(Region pointing data)
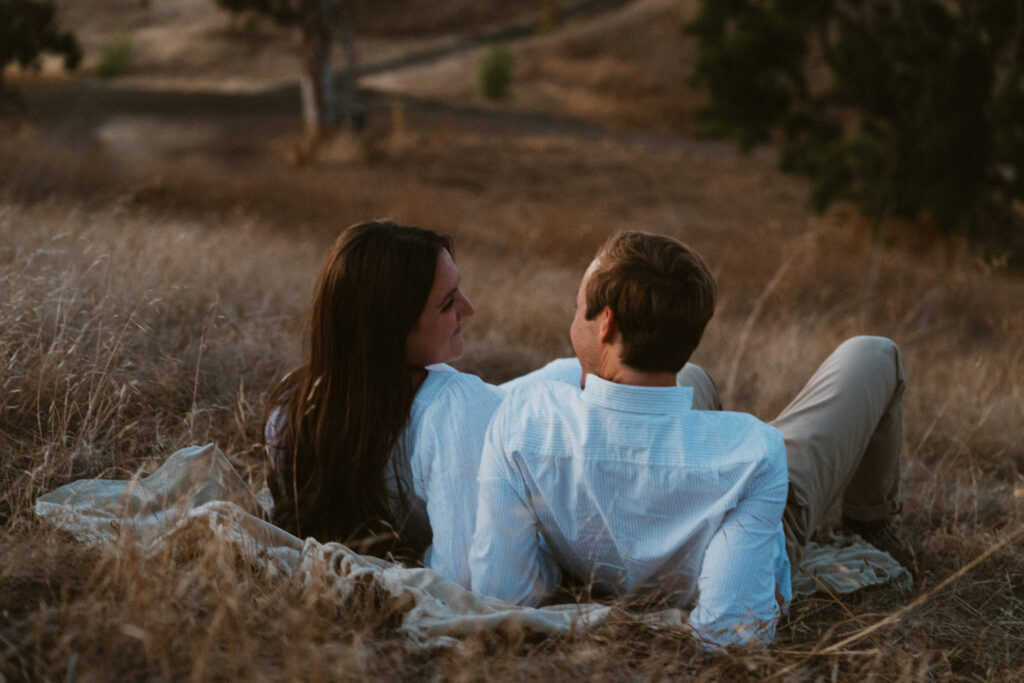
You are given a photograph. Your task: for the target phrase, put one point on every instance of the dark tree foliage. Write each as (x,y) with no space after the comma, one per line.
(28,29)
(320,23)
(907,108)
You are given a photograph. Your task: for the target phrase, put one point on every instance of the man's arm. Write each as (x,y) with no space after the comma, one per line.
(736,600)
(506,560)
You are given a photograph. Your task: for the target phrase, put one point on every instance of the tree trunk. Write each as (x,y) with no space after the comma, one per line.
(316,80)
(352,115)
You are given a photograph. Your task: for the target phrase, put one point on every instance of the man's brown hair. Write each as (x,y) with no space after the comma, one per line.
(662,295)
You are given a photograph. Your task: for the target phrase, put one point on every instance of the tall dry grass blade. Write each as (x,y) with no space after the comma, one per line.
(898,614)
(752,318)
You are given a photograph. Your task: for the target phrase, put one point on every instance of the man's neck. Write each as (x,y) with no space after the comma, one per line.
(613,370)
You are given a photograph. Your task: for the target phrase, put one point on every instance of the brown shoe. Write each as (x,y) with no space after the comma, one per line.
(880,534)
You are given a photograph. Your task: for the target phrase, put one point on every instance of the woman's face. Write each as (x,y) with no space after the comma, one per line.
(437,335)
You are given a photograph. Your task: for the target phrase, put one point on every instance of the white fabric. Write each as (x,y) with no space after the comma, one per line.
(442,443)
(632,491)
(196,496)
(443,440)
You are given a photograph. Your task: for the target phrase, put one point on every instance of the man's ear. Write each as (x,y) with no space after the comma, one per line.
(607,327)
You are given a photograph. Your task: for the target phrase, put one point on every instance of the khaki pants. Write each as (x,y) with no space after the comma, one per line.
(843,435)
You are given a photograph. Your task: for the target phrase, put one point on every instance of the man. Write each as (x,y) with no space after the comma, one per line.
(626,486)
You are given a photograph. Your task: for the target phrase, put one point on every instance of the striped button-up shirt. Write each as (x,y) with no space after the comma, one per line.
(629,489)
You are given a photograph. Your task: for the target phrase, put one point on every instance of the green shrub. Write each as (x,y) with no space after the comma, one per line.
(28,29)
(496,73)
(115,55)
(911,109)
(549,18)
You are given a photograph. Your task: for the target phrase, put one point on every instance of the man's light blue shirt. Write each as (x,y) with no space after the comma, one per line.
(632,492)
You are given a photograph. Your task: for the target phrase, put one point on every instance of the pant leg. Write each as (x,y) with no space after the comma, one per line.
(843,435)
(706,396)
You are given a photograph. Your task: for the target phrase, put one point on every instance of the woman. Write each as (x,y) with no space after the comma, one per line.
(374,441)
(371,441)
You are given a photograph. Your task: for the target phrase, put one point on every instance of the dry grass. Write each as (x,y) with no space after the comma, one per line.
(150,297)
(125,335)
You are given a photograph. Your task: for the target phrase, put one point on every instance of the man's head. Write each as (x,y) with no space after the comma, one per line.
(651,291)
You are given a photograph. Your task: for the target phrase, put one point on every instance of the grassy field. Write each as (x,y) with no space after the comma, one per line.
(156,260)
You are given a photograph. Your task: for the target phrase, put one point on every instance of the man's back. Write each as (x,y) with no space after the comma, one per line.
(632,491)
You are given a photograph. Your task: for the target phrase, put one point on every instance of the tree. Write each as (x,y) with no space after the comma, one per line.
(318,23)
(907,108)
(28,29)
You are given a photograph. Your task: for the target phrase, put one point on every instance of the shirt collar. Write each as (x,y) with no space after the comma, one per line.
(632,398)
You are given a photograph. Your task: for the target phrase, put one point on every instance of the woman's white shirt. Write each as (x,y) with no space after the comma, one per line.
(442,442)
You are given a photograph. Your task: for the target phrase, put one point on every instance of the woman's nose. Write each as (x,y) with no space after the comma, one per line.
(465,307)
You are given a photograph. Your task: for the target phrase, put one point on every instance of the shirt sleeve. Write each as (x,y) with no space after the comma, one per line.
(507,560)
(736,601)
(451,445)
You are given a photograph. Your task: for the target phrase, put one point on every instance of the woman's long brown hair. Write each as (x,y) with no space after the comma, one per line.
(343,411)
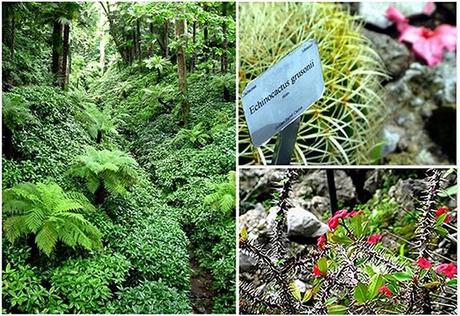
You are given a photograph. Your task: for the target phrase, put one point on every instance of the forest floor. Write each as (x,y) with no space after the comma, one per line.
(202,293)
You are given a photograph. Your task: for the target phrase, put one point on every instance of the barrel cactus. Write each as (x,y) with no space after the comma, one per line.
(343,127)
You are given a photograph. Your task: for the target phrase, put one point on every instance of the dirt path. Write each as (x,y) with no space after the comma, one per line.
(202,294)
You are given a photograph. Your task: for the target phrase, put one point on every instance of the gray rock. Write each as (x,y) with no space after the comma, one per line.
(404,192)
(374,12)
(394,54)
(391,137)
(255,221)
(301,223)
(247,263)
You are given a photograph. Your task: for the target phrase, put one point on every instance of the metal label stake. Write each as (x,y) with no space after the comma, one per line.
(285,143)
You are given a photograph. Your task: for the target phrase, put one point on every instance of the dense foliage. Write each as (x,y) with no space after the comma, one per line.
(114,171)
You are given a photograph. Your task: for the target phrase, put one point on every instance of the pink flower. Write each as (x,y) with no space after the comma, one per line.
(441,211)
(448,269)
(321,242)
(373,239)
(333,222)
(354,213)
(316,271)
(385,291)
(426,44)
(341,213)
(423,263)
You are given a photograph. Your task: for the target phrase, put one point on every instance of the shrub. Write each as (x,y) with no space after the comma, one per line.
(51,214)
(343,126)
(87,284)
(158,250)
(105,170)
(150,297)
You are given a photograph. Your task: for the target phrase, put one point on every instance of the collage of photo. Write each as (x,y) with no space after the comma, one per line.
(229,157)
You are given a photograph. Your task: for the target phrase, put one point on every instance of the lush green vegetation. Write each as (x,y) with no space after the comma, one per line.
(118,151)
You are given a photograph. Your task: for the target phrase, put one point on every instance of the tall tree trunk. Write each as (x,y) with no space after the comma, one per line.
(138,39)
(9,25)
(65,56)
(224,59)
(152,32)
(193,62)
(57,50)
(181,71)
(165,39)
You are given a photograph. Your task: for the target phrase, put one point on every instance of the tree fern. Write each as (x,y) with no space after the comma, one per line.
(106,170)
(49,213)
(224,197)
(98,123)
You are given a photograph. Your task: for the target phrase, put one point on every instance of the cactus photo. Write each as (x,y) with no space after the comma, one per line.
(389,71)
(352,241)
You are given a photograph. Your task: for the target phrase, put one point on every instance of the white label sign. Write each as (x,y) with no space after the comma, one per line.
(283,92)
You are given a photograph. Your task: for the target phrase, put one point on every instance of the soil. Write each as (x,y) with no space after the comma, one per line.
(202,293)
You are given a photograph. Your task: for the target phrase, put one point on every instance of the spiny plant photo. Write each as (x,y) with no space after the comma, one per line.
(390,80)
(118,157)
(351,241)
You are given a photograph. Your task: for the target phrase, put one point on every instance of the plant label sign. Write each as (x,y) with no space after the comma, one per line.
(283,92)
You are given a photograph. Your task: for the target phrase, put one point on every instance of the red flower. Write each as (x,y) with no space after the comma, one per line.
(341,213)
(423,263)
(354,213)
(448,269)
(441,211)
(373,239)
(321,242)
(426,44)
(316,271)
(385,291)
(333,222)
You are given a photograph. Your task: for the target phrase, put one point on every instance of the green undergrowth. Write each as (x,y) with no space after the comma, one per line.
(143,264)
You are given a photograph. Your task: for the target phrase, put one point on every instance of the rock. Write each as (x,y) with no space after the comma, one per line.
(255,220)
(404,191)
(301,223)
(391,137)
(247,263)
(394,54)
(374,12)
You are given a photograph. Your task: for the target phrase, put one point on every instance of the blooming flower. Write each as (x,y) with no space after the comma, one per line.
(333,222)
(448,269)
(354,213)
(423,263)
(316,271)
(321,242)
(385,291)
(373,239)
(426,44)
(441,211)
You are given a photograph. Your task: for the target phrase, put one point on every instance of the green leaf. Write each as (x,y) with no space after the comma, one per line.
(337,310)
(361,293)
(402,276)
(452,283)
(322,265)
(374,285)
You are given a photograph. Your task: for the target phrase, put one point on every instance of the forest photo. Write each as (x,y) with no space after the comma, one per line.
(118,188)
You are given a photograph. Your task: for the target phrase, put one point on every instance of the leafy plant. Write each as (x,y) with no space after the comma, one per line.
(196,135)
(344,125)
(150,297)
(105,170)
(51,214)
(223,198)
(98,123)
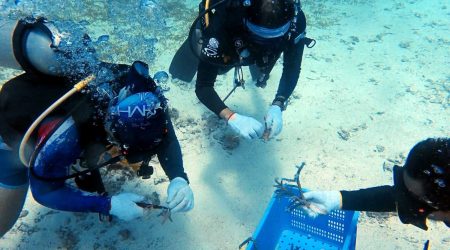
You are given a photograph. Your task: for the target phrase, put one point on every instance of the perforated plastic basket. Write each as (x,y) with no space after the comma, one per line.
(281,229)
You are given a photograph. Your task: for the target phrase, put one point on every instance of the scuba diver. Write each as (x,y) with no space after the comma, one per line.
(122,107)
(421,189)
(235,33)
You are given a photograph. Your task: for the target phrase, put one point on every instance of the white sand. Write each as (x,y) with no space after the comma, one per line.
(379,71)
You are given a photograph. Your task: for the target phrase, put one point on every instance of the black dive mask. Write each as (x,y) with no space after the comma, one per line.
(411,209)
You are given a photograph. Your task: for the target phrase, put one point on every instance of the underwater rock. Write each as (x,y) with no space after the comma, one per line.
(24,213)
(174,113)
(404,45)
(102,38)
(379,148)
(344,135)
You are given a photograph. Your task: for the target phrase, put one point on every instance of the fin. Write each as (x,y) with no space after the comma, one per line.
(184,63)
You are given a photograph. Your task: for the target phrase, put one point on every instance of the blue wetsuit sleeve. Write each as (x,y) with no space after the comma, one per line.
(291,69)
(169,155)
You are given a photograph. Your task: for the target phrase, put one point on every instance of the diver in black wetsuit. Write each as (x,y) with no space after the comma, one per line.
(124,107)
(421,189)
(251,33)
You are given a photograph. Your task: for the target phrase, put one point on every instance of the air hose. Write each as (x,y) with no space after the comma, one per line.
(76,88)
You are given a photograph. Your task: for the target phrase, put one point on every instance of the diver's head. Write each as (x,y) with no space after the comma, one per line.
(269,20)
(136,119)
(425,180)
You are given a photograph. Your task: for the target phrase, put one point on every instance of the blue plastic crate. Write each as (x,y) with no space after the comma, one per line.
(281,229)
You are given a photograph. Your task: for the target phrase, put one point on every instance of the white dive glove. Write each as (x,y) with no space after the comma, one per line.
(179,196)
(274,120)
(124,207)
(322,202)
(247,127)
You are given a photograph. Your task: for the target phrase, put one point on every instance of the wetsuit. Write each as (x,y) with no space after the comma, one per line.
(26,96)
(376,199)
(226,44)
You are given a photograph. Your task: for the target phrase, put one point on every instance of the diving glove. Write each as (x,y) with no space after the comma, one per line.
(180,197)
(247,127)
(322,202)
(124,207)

**Try it:** Lines from the one with "the white dive" through the last line above must be printed exactly; no other line is to appear.

**Solution to this exercise:**
You are given a photograph. Your task: for the target phrase, put one point on every instance of the white dive glove. Write each as (x,y) with no space after the comma, one per line.
(179,196)
(274,120)
(124,207)
(322,202)
(247,127)
You are given a photograph. Your task: for the target phrase, put one point on every instance of the wetsuit. Write each as (x,y) with no space after the comma, one per line.
(26,96)
(376,199)
(226,44)
You are given a photograph. Your task: for the target phrase, put one point on every instance of the diving glove. Write each as (x,y) with no space after the comma, one per line.
(180,197)
(247,127)
(322,202)
(124,207)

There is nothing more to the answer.